Material to process —
※

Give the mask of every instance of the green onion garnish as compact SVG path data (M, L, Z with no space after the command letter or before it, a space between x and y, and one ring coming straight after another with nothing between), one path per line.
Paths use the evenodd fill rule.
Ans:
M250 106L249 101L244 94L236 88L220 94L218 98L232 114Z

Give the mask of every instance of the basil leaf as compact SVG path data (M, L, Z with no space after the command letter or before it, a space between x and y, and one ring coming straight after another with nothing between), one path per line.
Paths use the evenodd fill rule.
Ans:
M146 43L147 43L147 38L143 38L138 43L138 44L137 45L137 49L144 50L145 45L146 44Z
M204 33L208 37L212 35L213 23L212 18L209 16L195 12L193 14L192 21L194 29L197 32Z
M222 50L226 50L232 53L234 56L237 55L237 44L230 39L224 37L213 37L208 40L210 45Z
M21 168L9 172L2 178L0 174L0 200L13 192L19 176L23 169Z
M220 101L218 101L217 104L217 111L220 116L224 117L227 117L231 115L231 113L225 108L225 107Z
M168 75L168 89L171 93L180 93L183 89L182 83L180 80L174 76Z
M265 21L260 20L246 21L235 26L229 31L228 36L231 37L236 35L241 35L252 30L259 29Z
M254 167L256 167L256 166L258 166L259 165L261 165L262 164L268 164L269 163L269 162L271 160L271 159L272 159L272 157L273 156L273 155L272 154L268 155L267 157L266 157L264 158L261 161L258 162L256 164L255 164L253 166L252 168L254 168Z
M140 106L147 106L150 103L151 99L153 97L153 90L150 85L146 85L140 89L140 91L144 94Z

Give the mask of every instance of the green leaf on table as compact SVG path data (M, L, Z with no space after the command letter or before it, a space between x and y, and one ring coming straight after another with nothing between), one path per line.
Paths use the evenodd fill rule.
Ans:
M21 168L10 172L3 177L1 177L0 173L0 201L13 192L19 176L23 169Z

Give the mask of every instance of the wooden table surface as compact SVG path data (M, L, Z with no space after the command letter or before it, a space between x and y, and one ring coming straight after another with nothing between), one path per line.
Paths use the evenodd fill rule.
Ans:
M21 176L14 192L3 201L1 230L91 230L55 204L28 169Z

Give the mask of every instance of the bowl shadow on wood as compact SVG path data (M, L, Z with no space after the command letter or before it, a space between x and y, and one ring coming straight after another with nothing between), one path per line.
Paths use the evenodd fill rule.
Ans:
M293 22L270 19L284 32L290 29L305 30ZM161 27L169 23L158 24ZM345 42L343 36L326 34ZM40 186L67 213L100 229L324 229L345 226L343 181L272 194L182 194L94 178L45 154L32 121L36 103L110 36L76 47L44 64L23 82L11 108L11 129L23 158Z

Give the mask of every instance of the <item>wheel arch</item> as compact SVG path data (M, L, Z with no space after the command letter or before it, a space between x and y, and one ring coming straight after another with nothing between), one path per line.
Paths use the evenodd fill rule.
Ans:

※

Stated goal —
Rewrite every one of the rows above, replacing "mask" with "outline" wherever it occurs and leaving everything else unchanged.

Problem solution —
Give the outline of every instance of the green onion garnish as compact SVG path data (M, L, Z with no space after the command letter or before it, a space between x and y, and one ring coming straight after another with nothing between), one path per line.
Paths use the evenodd fill rule.
Ans:
M250 106L249 101L244 94L236 88L220 94L218 98L232 114Z

Give the outline of every instance of the basil leaf as compact SVG path data (M, L, Z with no space after the command letter or before it, a space between x and y, and one ring coming straight after another with nothing between), one path per line.
Paths use the evenodd fill rule.
Ans:
M146 43L147 43L147 38L143 38L138 43L138 44L137 45L137 49L144 50L145 45L146 44Z
M204 33L208 37L212 35L213 23L212 18L209 16L195 12L193 14L192 21L194 29L197 32Z
M222 50L226 50L232 53L234 56L237 55L237 44L230 39L224 37L213 37L208 40L210 45Z
M21 168L9 172L2 178L0 174L0 200L13 192L19 176L23 169Z
M220 101L218 101L217 104L217 111L220 116L224 117L227 117L231 115L231 113L225 108L225 107Z
M168 75L168 89L171 93L180 93L183 89L182 83L180 80L174 76Z
M265 21L260 20L246 21L235 26L229 31L228 36L231 37L236 35L241 35L252 30L259 29Z
M254 167L256 167L256 166L258 166L259 165L261 165L262 164L268 164L269 163L269 162L271 160L271 159L272 159L272 157L273 156L273 155L272 154L268 155L267 157L266 157L264 158L261 161L258 162L256 164L255 164L253 166L252 168L254 168Z
M140 106L147 106L150 103L151 99L153 97L153 90L150 85L146 85L140 89L140 91L144 94Z

Give the outline of every instance of the green leaf on table as compact SVG path data (M, L, Z with no space after the command letter or before it, a space between x and y, and one ring coming straight after another with nothing between), one path per line.
Paths use the evenodd fill rule.
Ans:
M21 168L10 172L3 177L1 177L0 173L0 201L13 192L19 176L23 169Z

Give the outline of every instance of the wooden table surface as compact SVG path data (M, L, Z with no space after the command letter or before it, a space between x and y, and one ring coming straight after another with nothing between), one path per line.
Paths use the evenodd fill rule.
Ans:
M21 176L14 192L3 201L1 230L91 230L55 204L28 169Z

Give the outline of every instance of the bowl shadow on wood as compact SVG path data (M, L, Z with no space after the command letter or before it, a space between x and y, and one ring coming straight after another with nothing between), one path per line.
Paths use the evenodd fill rule.
Ans:
M293 22L270 19L284 32L290 29L305 30ZM161 27L169 23L158 24ZM345 42L343 36L326 34ZM40 186L67 213L100 229L324 229L345 226L343 181L272 194L182 194L94 178L45 154L32 121L36 103L110 36L76 47L44 64L23 82L11 108L11 129L23 158Z

Give the outline of every instance of the <item>wheel arch</item> as compact SVG path data (M, L, Z with no space after the command letter or before it, a space between x and y, and one ring coming straight after another with nothing between), one path per line.
Paths use the evenodd fill rule.
Ans:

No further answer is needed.